To be done: Set out every line of the records below as a numbered list, leaving out any blank lines.

Data listing:
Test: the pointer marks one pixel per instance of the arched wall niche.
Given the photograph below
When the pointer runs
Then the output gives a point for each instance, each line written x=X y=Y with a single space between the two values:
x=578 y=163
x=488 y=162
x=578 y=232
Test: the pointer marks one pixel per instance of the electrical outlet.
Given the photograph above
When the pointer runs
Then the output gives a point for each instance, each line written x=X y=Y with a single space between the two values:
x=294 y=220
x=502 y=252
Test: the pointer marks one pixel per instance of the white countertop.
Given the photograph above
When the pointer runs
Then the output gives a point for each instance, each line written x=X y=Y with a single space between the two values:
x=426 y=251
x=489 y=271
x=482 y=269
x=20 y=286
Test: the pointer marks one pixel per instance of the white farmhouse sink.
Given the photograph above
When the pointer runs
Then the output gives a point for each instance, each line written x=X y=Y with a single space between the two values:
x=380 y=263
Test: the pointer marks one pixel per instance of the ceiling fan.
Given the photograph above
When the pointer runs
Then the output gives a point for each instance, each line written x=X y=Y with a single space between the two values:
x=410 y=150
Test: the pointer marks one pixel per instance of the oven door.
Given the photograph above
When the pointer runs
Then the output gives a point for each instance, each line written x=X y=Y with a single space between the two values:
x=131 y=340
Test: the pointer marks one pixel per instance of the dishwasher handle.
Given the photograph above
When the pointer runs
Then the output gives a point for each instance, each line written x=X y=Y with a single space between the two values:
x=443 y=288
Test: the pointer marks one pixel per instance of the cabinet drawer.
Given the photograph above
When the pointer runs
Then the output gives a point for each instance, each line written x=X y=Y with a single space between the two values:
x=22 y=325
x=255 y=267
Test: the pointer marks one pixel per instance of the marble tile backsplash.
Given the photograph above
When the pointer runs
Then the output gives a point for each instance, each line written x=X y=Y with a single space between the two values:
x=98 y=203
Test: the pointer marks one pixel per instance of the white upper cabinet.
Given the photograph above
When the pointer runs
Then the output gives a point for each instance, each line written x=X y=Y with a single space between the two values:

Answer for the task:
1. Test: the pointer marks one pixel per instance of the arched wall niche.
2. Given the photograph below
3. When the pointer runs
4. Then the output gives a point for each instance, each line written x=X y=Y with a single space between the two values:
5. x=578 y=163
6. x=488 y=162
7. x=578 y=232
8. Test: the pointer marks one pixel per instance of the electrical outlet.
9. Given the photograph above
10. When the pointer runs
11. Then the output gives a point for each instance, each line written x=X y=Y with a single space between the two values:
12. x=294 y=220
13. x=502 y=252
14. Test: the pointer marks one pixel per instance of the white countertop.
15. Given the photograph above
16. When the pointer runs
17. Then the output gives a point for each instance, each line written x=X y=Y with a single space between the two values:
18. x=426 y=251
19. x=489 y=271
20. x=482 y=269
21. x=20 y=286
22. Test: the pointer marks one pixel per instance of the white farmhouse sink.
23. Given the photograph above
24. When the pointer runs
25. Then the output gives a point for each instance, each line written x=X y=Y with a single space between the two values:
26. x=380 y=263
27. Test: the pointer marks one pixel per instance of the ceiling fan.
28. Given the photograph above
29. When the pointer runs
30. Then the output gives a point for each instance, each line written x=X y=Y with a single space between the two values:
31. x=410 y=150
32. Test: the pointer marks one pixel per instance of the oven door.
33. Given the photograph above
34. When the pointer runs
35. Then the output gives a point for each instance, each line written x=X y=Y with a single space between the two values:
36. x=131 y=340
37. Test: the pointer marks one pixel per instance of the dishwasher handle.
38. Given the photograph above
39. When the pointer runs
40. Then the output gives a point for each instance, each line written x=X y=Y with a single space between the two values:
41. x=443 y=288
42. Test: the pointer marks one pixel per instance of the cabinet drawer.
43. Given the photograph above
44. When the pointer runs
45. Then the output gives a point for each instance, each line written x=X y=Y with a single space between the two values:
46. x=22 y=325
47. x=255 y=267
48. Test: the pointer marks one pixel per instance of the marble tile backsplash.
49. Given the photograph above
50. When the pointer runs
51. Then the output gives a point for each instance, each line written x=X y=Y with a single space between the two values:
52. x=98 y=203
53. Test: the pointer marks one pixel per instance of the white upper cabinet.
54. Given the photograph above
55. When the pointer runs
56. Then the output gives a point for each instance, each line written x=X y=Y with a single space between the two values:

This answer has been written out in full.